**Data for this task:**
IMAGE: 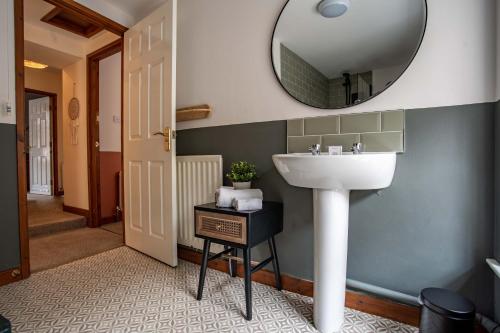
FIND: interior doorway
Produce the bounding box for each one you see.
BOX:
[11,0,127,281]
[25,88,63,196]
[87,38,123,235]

**Problem requirements:**
Rewrite the material above with "doorway" changed to "door opening" and everything else unchanged, leaving out the pictures.

**Expected output:**
IMAGE: 
FIND: interior door opening
Produce the bounding box for each one you see.
BOX:
[11,0,127,281]
[25,88,63,196]
[87,38,123,235]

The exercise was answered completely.